» Exercises
**1.** List every title of a book, song, or musical that the essay about stage fright names.
**2.** Pick up the essay about stage fright after its final sentence and continue writing it.

» Reading text
━━━━━━━━━━━━━━━━━━━━

Hello, my name is Pam, and I am a Big Fat Chicken. There, I said it. Bwawk! Bwawk! Bwaak! Let me explain.

There are two things I have always done. I have always sung and I have always told stories. My Mom says I could sing every word of the Frosty Morning Bacon commercial when I was 3. Don’t remember that one. I’m sure it was a toe tapper. Apparently about the same time I started telling stories. These weren’t the “I didn’t do it. The dog did it,” kind of stories, but real stories with characters and adventures.

Here comes the chicken part. I was fine as long as my audience was doting grandparents and my adoring Dad, who thought I could do no wrong. I miss you, Dad, every day! Put me in front of an audience that has even one stranger in it and I clammed up like Ebeneezer Scrooge with his last penny. I sealed my lips, shook my head, and that was it. Not a word, not a note. Nothing. See? Chicken!!!

I wrote my first novel when I was 9. It was an 800 page romance novel about a half-breed Indian scout and the general’s daughter. My Mom suggested I let the lady who drove the bookmobile in the English village where we lived read it. Nope. Not doing it. To this day not a soul has read I Hate You General Sir. Chicken syndrome strikes again. Although with a title like that I think my poultry imitation was justified.

When I was 12 there was a school-wide talent contest. The prize was a humongous book–The Complete History of Great Britain. We’re talking a “his lordship was killed when his Complete History fell on him in the library. Killed him instantly and left a terrible port stain on the Persian rug” kind of book. I wanted that book. I did not want to sing in the contest. Bwaak! Enter my two best friends, Elizabeth Burt and Tammy Burton. They insisted I enter the contest. In fact, they signed me up for it without telling me. They picked the song–Wandering Star from Paint Your Wagon. They literally shoved me onto the stage when it came my time to sing. And I did, sing that is, and I won. I still have that book. If I can get to that book anyone who breaks into my house is a dead man.

━━━━━━━━━━━━━━━━━━━━

» Items
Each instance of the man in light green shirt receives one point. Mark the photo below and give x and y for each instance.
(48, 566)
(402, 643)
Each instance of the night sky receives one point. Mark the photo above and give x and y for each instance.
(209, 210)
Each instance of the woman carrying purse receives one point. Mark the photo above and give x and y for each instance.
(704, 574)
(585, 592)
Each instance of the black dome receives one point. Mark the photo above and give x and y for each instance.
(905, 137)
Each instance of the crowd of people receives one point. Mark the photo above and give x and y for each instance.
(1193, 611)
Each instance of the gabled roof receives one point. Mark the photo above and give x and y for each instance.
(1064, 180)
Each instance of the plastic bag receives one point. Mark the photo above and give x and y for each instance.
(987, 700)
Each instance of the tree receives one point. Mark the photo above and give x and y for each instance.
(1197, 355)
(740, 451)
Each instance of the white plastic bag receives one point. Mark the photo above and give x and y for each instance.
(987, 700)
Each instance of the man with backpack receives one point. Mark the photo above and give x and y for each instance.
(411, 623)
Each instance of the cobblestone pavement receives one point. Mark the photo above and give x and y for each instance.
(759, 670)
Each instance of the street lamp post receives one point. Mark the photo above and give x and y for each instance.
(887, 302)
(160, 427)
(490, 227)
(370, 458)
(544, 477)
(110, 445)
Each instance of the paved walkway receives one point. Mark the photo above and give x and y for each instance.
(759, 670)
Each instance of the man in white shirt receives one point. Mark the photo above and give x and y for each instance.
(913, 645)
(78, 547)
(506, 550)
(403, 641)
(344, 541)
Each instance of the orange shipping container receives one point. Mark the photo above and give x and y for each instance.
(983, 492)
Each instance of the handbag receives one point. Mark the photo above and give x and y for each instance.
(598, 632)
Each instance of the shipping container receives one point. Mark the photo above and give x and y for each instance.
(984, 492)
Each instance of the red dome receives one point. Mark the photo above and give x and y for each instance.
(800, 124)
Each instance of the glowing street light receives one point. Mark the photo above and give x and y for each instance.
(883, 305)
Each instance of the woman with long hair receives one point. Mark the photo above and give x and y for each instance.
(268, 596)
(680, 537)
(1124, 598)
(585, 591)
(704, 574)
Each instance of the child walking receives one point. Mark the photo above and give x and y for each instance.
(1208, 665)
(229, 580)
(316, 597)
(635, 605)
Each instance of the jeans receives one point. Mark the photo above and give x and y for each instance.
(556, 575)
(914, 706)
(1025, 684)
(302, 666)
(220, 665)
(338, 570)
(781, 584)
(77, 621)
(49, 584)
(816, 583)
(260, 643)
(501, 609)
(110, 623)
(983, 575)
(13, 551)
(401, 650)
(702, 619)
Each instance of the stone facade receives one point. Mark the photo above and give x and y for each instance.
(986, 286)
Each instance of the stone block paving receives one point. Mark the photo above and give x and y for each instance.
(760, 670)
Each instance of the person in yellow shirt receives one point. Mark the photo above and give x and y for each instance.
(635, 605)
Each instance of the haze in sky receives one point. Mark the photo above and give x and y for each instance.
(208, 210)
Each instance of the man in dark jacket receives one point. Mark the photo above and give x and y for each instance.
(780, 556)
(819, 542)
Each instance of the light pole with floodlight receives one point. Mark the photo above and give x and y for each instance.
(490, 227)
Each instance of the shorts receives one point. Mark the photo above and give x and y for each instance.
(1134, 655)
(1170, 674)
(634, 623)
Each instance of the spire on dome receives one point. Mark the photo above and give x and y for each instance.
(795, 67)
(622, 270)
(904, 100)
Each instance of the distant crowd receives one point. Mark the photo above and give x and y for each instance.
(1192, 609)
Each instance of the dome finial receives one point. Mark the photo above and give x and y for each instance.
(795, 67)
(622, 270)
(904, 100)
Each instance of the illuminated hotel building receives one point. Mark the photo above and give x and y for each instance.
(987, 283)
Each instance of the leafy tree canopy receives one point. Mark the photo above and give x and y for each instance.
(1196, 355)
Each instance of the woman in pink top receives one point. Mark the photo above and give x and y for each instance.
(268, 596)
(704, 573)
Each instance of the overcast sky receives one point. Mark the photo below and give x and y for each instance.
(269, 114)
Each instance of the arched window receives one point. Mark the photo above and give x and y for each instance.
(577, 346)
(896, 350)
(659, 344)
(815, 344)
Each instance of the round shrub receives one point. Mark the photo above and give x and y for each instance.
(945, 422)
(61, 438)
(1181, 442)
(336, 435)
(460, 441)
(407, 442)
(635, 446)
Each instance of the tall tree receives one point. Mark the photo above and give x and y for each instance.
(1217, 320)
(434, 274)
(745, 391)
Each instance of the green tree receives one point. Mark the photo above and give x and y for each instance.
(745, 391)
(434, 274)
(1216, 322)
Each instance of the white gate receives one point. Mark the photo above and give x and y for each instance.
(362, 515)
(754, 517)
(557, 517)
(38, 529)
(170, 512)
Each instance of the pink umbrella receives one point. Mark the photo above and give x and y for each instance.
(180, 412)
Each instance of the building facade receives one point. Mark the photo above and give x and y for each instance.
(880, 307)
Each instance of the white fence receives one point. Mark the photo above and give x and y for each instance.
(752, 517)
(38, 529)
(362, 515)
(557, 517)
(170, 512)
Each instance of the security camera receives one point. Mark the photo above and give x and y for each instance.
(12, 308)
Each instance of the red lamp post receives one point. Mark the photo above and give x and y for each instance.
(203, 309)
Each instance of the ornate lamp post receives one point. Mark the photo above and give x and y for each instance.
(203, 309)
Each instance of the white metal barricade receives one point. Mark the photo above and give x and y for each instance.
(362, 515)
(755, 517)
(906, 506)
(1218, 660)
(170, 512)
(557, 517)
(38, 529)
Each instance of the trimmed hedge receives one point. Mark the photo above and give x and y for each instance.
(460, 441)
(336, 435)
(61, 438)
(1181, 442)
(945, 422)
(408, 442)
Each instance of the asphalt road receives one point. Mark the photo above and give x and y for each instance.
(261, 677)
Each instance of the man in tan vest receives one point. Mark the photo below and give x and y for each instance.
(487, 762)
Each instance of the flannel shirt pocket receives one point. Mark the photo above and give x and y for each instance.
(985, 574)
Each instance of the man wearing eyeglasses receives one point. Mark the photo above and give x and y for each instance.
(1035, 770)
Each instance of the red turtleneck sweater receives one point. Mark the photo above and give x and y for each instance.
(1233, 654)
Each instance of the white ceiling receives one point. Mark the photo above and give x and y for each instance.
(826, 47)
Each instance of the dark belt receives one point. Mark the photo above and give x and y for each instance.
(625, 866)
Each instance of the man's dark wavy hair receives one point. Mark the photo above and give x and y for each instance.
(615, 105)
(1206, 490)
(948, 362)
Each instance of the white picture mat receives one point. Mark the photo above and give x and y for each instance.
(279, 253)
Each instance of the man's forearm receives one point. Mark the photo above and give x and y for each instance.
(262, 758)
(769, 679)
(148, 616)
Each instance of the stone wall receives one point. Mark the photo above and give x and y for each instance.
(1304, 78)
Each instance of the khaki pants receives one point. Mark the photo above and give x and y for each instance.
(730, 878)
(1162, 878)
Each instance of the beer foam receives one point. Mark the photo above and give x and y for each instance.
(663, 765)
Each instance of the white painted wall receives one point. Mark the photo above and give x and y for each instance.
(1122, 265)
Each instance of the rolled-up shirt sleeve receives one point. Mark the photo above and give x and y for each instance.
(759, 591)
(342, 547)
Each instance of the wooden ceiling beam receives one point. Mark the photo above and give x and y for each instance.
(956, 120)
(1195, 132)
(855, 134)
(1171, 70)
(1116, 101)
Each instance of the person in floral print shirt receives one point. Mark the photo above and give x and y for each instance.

━━━━━━━━━━━━━━━━━━━━

» Task-by-task answers
**1.** I Hate You General Sir; The Complete History of Great Britain; Wandering Star; Paint Your Wagon

**2.**
Of course there were consequences. My teacher called my parents in for a conference. I knew I was in trouble. The song has the word “hell” in it. I was in trouble for singing the wod “hell” in a school assembly. I had my defense all ready. “They made me do it!” I was wrong. He told my parents I had real talent. Before I knew it I was talking music theory and piano lessons at the London College of Music. The rest, as they say, is history. My opera career took me all over the world. I sang in some of the best opera houses, cathedrals, and concert halls in Europe, and I had a ball. And I cannot tell you how many times I paused before I went onstage and thought “How did I get here??”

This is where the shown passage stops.